▸ **課題の詳細**: 変形性膝関節症についての文章を、最後の文の次から書き継いでください。

▸ **文書の抜粋**:
######

朝起きた時の膝の違和感、階段での痛み、長時間歩いた後の重だるさ—。
このような症状でお悩みではありませんか?

これらの症状は、変形性膝関節症の可能性があります。

変形性膝関節症は、加齢とともに発症頻度が高くなる疾患の一つです。

膝関節の軟骨が徐々に摩耗し、関節の構造に変化が生じることで、様々な症状が現れます。

現代の医療では、患者さんの症状や生活状況に応じて、多くの治療選択肢をご提案できるようになっています。

本記事では、変形性膝関節症の治療について、現在行われている様々なアプローチをご紹介します。

治療法の特徴を理解することで、医師との相談がより充実したものになることを願っています。

変形性膝関節症について

変形性膝関節症は、膝関節の軟骨が徐々に摩耗し、関節の構造が変化することで起こる疾患です。
症状の程度は個人差が大きく、軽微な違和感から日常生活に支障をきたすレベルまで様々です。

 

一般的な症状の経過

  • 初期:朝のこわばり、動き始めの違和感
  • 中期:歩行時の痛み、階段昇降時の症状
  • 進行期:安静時の痛み、関節の変形

症状の進行には個人差があり、必ずしもこの順序で進行するわけではありませんが、早期の適切な対応により、症状の進行を遅らせる可能性があります。

######

▸ **表示データ**:
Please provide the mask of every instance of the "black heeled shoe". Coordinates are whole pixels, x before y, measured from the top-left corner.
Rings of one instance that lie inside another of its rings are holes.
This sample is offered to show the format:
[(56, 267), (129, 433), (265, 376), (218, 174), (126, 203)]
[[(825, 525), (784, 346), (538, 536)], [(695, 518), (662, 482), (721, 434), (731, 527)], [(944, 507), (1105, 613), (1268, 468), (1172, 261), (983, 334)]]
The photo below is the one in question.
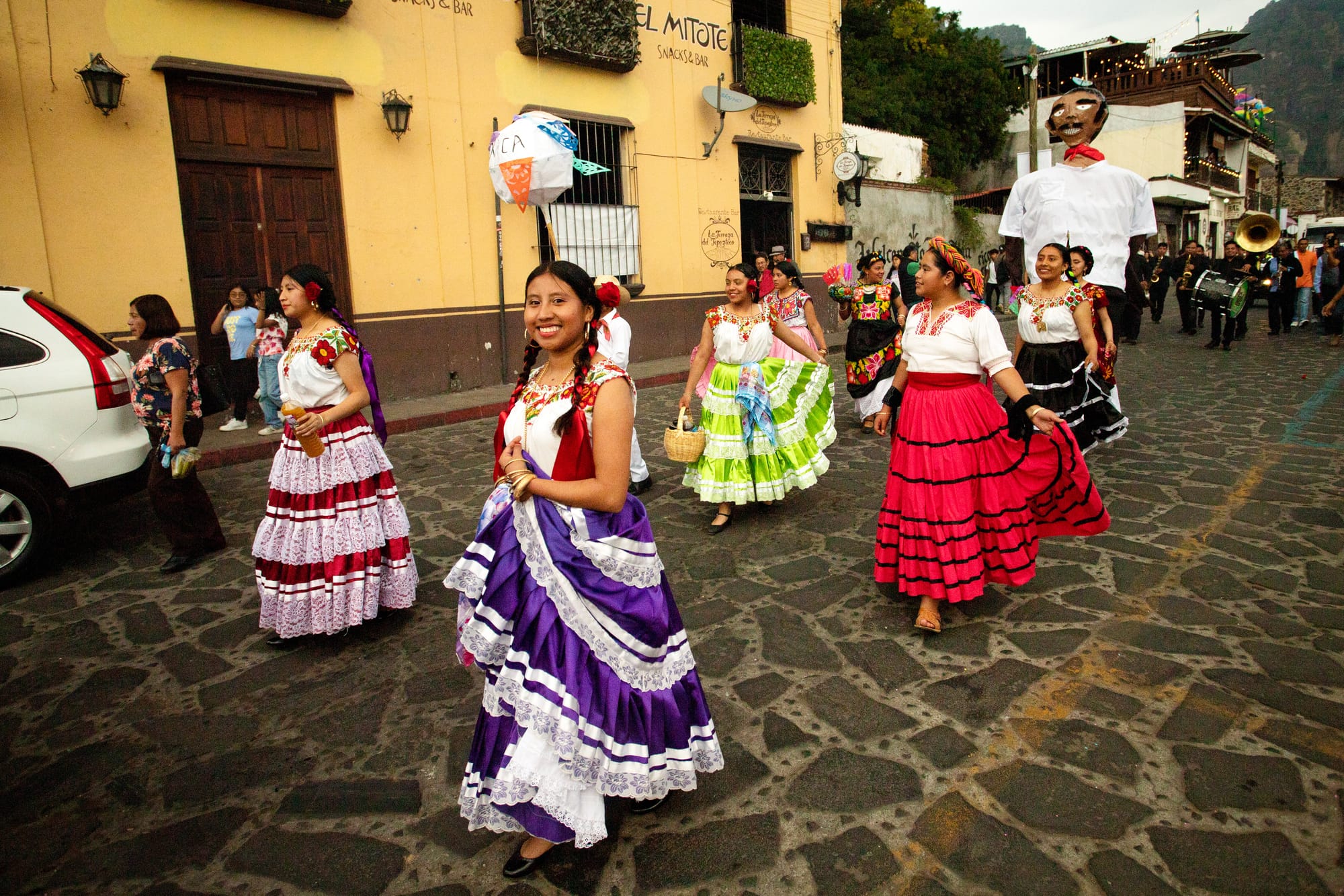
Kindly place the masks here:
[(517, 849), (513, 850), (513, 854), (509, 856), (509, 860), (507, 862), (504, 862), (504, 868), (501, 869), (501, 873), (505, 877), (527, 877), (528, 875), (531, 875), (536, 869), (536, 866), (547, 856), (550, 856), (552, 852), (555, 852), (555, 846), (552, 845), (550, 849), (547, 849), (540, 856), (536, 856), (535, 858), (526, 858), (523, 856), (523, 845), (526, 842), (527, 842), (527, 840), (524, 840), (521, 844), (519, 844)]
[(661, 806), (663, 803), (665, 803), (667, 799), (668, 799), (667, 794), (663, 794), (657, 799), (636, 799), (634, 805), (630, 806), (630, 814), (632, 815), (644, 815), (644, 814), (648, 814), (648, 813), (653, 811), (655, 809), (657, 809), (659, 806)]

######

▸ **課題への回答**:
保存的治療

症状の程度や患者さんの状況に応じて、まず保存的治療が検討されることが一般的です。

薬物療法

内服薬

  • 非ステロイド性抗炎症薬(NSAIDs):痛みと炎症の軽減を目的として使用されます
  • アセトアミノフェン:比較的副作用が少ないとされる鎮痛薬です
  • その他の薬剤:症状や体質に応じて様々な薬剤が選択される場合があります

外用薬

湿布薬や塗り薬として、患部に直接使用する薬剤もあります。全身への影響を抑えながら、局所的な症状緩和を図ります。

装具療法

膝装具やインソールにより、関節への負荷軽減を図る治療法です。患者さんの症状や関節の状態に応じて、適切な装具が選択されます。装具の効果や使用感には個人差があります。

当院ではインソールを活用した治療も行っております。興味のある方は診察やリハビリ時に気軽にお声掛けください。詳細はこちら

理学療法(リハビリテーション)

理学療法は、変形性膝関節症の治療において重要な役割を担っています。

当院では、理学療法士による専門的な評価のもと、個人の症状に応じたプログラムが作成されます。

運動療法

筋力強化 膝周囲の筋力、特に大腿四頭筋の強化により、関節の安定性向上を図ります。患者さんの体力や症状に応じて、適切な強度で実施されます。

関節可動域訓練 関節の動きを維持・改善するためのストレッチングや関節運動を行います。継続的な実施により、関節の柔軟性保持を目指します。

歩行訓練 正しい歩行パターンの習得や、日常生活動作の改善指導を行います。膝への負担軽減と機能的な動作の獲得を目的とします。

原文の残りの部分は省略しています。